*** Document text ***

When new laws afford employees additional benefits in the workplace, such as the recent expansion of paid medical and/or family leave in many cities and states, employers must ensure that these new benefits are not only provided, but that those requesting or using such benefits are protected from retaliation from engaging in what is likely to be treated as a protected activity.
Currently, nine states and Washington D.C., as well as numerous cities, offer some form of paid medical and/or family leave. At least two other states—Indiana and South Carolina—have similar legislation actively under consideration. As a result, more and more employees will avail themselves of these new benefits.
According to an EEOC press release issued in February 2021, retaliation for engaging in a protected activity is the “most frequently cited claim in charges filed with the agency—accounting for a staggering 55.8 percent of all charges filed.” State law agencies typically report similar findings.
Most of the current paid leave laws in place, including those in Colorado, Massachusetts, New Jersey, New York, Oregon, Rhode Island, Washington and the District of Columbia expressly contain some form of anti-retaliation provision to protect those employees engaging in this new class of protected activity. The Massachusetts law even goes so far as to contain a presumption of retaliation in that any “negative change in the seniority, status, employment benefits, pay or other terms or conditions of employment,” which occurs any time during the period of leave or within the six months following an employee’s return to work, is presumed retaliation. Employers can overcome this presumption by clear and convincing evidence, which is a high bar for employers to clear.

*** End of Document text ***
*** Entries supplied ***

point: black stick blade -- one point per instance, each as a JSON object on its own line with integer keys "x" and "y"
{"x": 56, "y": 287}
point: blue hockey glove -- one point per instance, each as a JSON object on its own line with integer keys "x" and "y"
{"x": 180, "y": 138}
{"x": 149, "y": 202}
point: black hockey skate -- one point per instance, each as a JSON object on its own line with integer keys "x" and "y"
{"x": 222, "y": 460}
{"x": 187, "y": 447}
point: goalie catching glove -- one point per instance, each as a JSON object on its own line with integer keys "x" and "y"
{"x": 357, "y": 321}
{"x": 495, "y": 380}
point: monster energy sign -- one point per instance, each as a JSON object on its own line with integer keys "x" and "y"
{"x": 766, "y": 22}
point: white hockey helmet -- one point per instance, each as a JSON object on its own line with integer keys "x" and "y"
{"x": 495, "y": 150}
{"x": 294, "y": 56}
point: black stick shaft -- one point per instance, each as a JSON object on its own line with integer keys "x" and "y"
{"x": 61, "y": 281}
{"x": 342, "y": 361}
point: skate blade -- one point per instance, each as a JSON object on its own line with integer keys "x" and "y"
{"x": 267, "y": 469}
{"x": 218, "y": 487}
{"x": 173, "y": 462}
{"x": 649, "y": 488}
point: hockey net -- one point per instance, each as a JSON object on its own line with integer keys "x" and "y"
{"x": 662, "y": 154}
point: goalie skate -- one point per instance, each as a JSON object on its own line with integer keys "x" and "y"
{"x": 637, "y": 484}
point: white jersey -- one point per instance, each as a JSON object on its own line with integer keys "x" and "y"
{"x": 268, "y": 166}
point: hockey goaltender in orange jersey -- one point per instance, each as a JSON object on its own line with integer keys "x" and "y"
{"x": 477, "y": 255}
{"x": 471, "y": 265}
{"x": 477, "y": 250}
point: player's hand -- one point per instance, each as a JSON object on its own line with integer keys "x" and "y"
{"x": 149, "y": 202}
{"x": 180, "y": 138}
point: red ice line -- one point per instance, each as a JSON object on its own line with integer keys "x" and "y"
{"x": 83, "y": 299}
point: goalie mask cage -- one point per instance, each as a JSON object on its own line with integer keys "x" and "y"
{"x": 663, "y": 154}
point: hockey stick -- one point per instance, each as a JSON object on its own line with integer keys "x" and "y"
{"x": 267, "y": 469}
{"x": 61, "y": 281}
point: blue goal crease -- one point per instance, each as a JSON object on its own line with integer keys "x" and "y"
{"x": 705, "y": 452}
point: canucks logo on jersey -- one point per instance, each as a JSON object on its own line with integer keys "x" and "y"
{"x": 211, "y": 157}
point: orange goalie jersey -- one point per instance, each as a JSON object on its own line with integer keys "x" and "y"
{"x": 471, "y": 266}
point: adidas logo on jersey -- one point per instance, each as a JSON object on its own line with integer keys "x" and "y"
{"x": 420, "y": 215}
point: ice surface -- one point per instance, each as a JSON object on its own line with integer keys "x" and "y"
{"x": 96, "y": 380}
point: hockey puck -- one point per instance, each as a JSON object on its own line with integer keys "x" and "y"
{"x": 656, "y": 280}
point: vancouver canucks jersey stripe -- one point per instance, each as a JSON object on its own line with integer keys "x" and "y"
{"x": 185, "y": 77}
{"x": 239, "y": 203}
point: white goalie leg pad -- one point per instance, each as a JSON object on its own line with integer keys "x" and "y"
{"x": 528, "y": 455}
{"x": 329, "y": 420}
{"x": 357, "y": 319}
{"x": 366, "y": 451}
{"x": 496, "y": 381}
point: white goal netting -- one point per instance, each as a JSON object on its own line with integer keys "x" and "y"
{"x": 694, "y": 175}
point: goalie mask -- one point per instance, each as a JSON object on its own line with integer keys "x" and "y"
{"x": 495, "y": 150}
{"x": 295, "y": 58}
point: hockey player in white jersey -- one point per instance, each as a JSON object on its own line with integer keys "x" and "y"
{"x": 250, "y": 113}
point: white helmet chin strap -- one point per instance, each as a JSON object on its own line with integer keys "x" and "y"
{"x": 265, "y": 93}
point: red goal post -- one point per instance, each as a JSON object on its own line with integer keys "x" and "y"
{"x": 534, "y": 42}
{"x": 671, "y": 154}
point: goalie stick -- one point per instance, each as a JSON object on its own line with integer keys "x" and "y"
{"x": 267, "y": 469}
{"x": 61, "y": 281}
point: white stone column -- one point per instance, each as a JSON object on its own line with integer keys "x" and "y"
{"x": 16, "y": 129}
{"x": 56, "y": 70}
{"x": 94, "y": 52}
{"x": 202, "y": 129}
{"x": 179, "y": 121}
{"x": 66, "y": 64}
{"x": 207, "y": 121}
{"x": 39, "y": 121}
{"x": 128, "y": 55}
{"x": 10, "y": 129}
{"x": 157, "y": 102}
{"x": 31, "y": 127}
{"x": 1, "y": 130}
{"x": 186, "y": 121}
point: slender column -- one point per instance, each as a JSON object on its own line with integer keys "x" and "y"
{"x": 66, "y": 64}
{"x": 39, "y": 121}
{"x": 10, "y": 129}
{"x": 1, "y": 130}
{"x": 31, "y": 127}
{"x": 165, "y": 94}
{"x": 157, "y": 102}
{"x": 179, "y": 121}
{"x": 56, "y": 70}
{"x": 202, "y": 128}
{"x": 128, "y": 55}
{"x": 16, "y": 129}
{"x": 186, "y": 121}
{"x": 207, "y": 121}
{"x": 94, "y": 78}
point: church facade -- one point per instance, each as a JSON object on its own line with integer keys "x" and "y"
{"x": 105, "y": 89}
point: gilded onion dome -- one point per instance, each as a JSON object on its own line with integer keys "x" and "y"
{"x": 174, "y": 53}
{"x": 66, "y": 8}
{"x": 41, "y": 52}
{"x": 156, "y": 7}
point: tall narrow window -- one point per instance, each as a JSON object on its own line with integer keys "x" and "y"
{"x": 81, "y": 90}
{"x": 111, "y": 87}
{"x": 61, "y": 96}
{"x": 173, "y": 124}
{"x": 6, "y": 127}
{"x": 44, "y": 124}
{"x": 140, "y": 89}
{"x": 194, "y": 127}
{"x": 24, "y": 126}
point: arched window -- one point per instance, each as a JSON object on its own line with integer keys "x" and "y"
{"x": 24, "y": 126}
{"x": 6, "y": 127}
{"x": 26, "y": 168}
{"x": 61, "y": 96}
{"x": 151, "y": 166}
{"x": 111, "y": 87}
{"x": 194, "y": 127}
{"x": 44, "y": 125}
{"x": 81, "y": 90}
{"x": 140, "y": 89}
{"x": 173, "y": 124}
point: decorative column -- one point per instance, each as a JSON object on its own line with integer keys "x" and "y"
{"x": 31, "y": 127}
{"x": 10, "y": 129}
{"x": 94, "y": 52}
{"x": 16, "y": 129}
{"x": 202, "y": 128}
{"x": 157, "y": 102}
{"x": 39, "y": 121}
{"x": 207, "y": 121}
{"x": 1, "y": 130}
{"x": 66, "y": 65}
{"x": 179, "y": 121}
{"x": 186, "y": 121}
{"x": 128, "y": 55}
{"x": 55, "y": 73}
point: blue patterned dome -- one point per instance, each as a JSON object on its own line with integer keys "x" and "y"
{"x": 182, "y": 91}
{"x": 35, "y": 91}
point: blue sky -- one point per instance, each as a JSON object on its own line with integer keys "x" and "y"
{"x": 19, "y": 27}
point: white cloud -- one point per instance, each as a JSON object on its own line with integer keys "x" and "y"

*** End of Entries supplied ***

Work item A: In the text on paid leave and retaliation, what percentage of all charges filed with the EEOC did retaliation claims account for?
Work item B: Pick up the text on paid leave and retaliation after its last sentence and continue it.

Expected output A: 55.8 percent

Expected output B:
By contrast, the paid leave laws in California and Connecticut do not contain express anti-retaliation provisions, although plaintiffs’ lawyers may argue that the anti-retaliation provisions in the unpaid family leave laws in those states apply to these new paid leave statutes. For example, although not expressly prohibiting retaliation for taking paid leave, Connecticut requires employers to post a notice that retaliation is prohibited “for requesting, applying for or using family and medical leave for which the employee is eligible.”
Even for decisions seemingly unrelated to the paid leave, employer decisions affecting workers who have requested or taken paid leave provided and protected by these new laws may result in retaliation claims, and such decisions are likely to be more closely scrutinized by government agencies and courts. Employers should take care to understand the additional protections surrounding these leave requests and to minimize the increased risks by training those administering leave programs and related employment decisions on the appropriate methods for handling.
 Although Colorado, Connecticut, and Oregon have paid leave laws in place, the paid benefits will not be available for several years. In Colorado, employers will not begin paying into the program until 2023, and benefits will not be available until 2024. In Connecticut, employer contributions began this year, but benefits will not be paid out until 2022. And in Oregon, contributions by employers will begin in 2022, with program benefits to be paid out starting in 2023.